→ Information supplied
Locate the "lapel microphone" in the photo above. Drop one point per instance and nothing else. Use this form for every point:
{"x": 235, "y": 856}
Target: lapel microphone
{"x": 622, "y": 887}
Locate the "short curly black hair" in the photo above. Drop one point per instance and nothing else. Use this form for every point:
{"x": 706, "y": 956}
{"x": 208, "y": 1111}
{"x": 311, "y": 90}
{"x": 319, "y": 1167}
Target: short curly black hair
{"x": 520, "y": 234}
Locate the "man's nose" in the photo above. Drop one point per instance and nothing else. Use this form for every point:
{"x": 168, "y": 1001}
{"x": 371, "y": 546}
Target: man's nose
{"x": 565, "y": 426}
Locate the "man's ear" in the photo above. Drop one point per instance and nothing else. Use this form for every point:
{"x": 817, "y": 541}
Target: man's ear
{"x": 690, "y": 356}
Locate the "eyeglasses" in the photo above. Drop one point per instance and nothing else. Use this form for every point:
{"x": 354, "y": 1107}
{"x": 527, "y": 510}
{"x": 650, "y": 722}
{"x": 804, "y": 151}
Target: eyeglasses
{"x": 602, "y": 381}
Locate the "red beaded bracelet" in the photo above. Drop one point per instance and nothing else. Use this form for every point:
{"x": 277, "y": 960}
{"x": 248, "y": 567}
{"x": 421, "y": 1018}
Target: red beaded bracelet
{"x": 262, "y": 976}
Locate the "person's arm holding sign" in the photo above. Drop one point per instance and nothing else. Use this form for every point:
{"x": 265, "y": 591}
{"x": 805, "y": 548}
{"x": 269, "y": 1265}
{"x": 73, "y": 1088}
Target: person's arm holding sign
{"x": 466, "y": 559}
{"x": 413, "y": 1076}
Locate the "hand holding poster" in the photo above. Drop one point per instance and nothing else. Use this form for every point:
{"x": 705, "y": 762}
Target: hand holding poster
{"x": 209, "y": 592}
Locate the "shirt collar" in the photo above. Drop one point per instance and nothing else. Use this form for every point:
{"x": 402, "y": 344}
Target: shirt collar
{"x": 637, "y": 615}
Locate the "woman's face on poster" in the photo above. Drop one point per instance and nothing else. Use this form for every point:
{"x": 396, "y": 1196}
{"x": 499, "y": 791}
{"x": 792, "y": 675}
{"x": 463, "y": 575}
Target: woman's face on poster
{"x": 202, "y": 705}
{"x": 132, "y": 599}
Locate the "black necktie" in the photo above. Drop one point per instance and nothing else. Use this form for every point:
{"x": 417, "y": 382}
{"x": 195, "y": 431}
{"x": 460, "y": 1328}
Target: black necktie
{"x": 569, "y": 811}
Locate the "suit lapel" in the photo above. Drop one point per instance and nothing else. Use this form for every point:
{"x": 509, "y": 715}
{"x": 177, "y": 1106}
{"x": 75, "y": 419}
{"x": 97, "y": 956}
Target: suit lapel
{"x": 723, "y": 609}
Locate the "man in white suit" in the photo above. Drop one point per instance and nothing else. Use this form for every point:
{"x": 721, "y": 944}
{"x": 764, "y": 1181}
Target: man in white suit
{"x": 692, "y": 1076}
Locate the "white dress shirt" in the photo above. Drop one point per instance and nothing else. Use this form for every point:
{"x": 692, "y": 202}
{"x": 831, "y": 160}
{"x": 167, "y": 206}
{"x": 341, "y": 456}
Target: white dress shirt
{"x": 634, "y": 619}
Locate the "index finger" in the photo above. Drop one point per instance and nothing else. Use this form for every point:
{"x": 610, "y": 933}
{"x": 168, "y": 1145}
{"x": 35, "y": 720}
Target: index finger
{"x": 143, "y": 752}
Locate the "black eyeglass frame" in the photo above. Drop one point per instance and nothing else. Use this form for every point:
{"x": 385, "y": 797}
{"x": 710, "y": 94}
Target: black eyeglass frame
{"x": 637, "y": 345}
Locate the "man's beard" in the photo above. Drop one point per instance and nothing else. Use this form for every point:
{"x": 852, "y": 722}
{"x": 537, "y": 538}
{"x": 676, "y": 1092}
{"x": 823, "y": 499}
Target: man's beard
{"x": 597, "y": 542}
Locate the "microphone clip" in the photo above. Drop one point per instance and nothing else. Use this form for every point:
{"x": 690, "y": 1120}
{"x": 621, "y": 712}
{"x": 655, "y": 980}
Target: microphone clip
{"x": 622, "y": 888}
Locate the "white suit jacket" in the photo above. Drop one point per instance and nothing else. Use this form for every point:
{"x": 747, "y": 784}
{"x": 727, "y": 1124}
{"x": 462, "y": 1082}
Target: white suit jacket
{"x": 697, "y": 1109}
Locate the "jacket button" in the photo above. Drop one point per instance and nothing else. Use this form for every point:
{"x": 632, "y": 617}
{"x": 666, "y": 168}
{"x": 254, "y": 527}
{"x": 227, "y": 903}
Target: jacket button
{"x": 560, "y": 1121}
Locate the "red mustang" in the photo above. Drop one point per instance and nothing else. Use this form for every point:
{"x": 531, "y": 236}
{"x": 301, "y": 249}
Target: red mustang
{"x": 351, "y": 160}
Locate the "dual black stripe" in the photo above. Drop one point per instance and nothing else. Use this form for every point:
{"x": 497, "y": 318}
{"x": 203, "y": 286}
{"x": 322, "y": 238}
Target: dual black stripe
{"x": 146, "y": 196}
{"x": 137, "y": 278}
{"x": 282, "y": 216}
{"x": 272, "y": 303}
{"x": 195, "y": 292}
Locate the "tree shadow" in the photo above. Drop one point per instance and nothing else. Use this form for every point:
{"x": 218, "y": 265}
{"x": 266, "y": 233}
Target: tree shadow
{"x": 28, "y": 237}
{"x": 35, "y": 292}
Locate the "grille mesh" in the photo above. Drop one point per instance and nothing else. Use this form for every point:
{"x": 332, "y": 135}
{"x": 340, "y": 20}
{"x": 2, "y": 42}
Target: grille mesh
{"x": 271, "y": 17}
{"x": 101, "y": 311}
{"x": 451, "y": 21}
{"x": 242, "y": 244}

→ Given problem
Print all of the entries exactly as they appear.

→ Final answer
Locate the "lapel microphone" in the photo above. Drop one point per instance and nothing else. Use this form for every point:
{"x": 235, "y": 856}
Target: lapel microphone
{"x": 622, "y": 887}
Locate the "short curly black hair" in the photo above. Drop one point per instance and nothing else. Use this form for every point:
{"x": 706, "y": 956}
{"x": 208, "y": 1111}
{"x": 311, "y": 90}
{"x": 319, "y": 1167}
Target: short curly black hair
{"x": 520, "y": 234}
Locate the "man's nose" in the photo above. Drop one point per instance and nothing else. Use this form for every point:
{"x": 168, "y": 1001}
{"x": 371, "y": 546}
Target: man's nose
{"x": 565, "y": 426}
Locate the "man's ear" in the photo above. Drop one point per instance and nothing else. Use this form for every point:
{"x": 817, "y": 541}
Target: man's ear
{"x": 690, "y": 356}
Locate the "eyeglasses" in the photo above. Drop one point per instance and nothing else. Use this form for every point:
{"x": 354, "y": 1107}
{"x": 527, "y": 510}
{"x": 650, "y": 722}
{"x": 804, "y": 151}
Target: eyeglasses
{"x": 602, "y": 381}
Locate the "red beaded bracelet" in the photo above. Drop one point per instance and nothing else. Use this form for every point:
{"x": 277, "y": 960}
{"x": 248, "y": 567}
{"x": 421, "y": 1018}
Target: red beaded bracelet
{"x": 262, "y": 976}
Locate the "person's arm holding sign" in the photo above. Drop one point per instance and nothing else. Use this form for every point:
{"x": 265, "y": 591}
{"x": 805, "y": 548}
{"x": 269, "y": 1265}
{"x": 73, "y": 1088}
Target: person's arm holding sign
{"x": 466, "y": 559}
{"x": 413, "y": 1076}
Locate the "hand holding poster" in the photo above. Drop one point per instance and nothing else. Use this form for every point:
{"x": 705, "y": 762}
Target: hand holding poster
{"x": 209, "y": 592}
Locate the "shirt collar" in the photo above. Drop one point per instance and nothing else. Use this form for every point:
{"x": 402, "y": 344}
Target: shirt collar
{"x": 637, "y": 615}
Locate the "woman's face on poster" in the photo above. Drop one point per instance and nothing else. Use this form for every point:
{"x": 396, "y": 1196}
{"x": 499, "y": 791}
{"x": 792, "y": 675}
{"x": 463, "y": 575}
Target: woman's face on poster
{"x": 202, "y": 705}
{"x": 132, "y": 599}
Locate the "black necktie" in the photo above. Drop one point per instance and nothing else. Use this form for every point:
{"x": 417, "y": 382}
{"x": 195, "y": 431}
{"x": 460, "y": 1328}
Target: black necktie
{"x": 569, "y": 811}
Locate the "suit lapel" in the photo above. Drop one point per instance and nothing else. Use this form for every point:
{"x": 509, "y": 715}
{"x": 177, "y": 1106}
{"x": 75, "y": 419}
{"x": 97, "y": 956}
Target: suit lapel
{"x": 723, "y": 609}
Locate the "man in white suit" in the photo above. Drop one point per instance and nothing else. Use this form for every point:
{"x": 721, "y": 944}
{"x": 764, "y": 1181}
Target: man in white suit
{"x": 692, "y": 1076}
Locate the "white dress shirt" in the photo above. Drop one point per instance and nothing else. Use this form for every point:
{"x": 692, "y": 202}
{"x": 831, "y": 160}
{"x": 167, "y": 206}
{"x": 341, "y": 456}
Target: white dress shirt
{"x": 634, "y": 619}
Locate the "index finger" in the photo above. Drop one point per instance and nothing else. Use this form for every point:
{"x": 610, "y": 933}
{"x": 168, "y": 1145}
{"x": 35, "y": 720}
Target: index finger
{"x": 143, "y": 752}
Locate the "black eyeglass frame" in the photo above. Drop one point per instance and nothing else. Use this form for every point:
{"x": 385, "y": 797}
{"x": 710, "y": 94}
Target: black eyeglass frame
{"x": 637, "y": 345}
Locate the "man's beard" in the photo above. Drop one point per instance and nothing else. Use this form for every point:
{"x": 852, "y": 722}
{"x": 537, "y": 538}
{"x": 676, "y": 1092}
{"x": 823, "y": 499}
Target: man's beard
{"x": 597, "y": 542}
Locate the "microphone clip" in the photo above. Drop one point per instance and nothing else. Use this form for every point:
{"x": 690, "y": 1120}
{"x": 621, "y": 712}
{"x": 655, "y": 980}
Target: microphone clip
{"x": 622, "y": 888}
Locate the "white suit jacket" in the photo above. Drop one point per instance and nothing else. Use this form for every point:
{"x": 747, "y": 784}
{"x": 727, "y": 1124}
{"x": 462, "y": 1082}
Target: white suit jacket
{"x": 697, "y": 1109}
Locate the "jacket button" in the photo above. Drop one point per instance and nothing else. Use this form for every point:
{"x": 632, "y": 617}
{"x": 666, "y": 168}
{"x": 254, "y": 527}
{"x": 227, "y": 903}
Target: jacket button
{"x": 560, "y": 1121}
Locate the "red mustang" in the photo above. Drop one point per instance and nothing else. Use this form for every point:
{"x": 531, "y": 236}
{"x": 301, "y": 249}
Target: red mustang
{"x": 351, "y": 160}
Locate the "dual black stripe" in the photo above. Drop one point per instance and nothing else. Use this form for every point:
{"x": 497, "y": 318}
{"x": 203, "y": 286}
{"x": 322, "y": 238}
Target: dual black stripe
{"x": 146, "y": 196}
{"x": 137, "y": 278}
{"x": 282, "y": 216}
{"x": 272, "y": 303}
{"x": 195, "y": 292}
Locate the "tree shadow" in the photo above. Drop one point per instance and nothing else. Use this form for every point:
{"x": 218, "y": 265}
{"x": 266, "y": 233}
Target: tree shadow
{"x": 28, "y": 237}
{"x": 35, "y": 292}
Locate the "grille mesh" in the photo above. Drop one point per instance and nothing else. Use this form for every point:
{"x": 332, "y": 135}
{"x": 340, "y": 20}
{"x": 2, "y": 42}
Target: grille mesh
{"x": 271, "y": 17}
{"x": 101, "y": 311}
{"x": 451, "y": 21}
{"x": 242, "y": 244}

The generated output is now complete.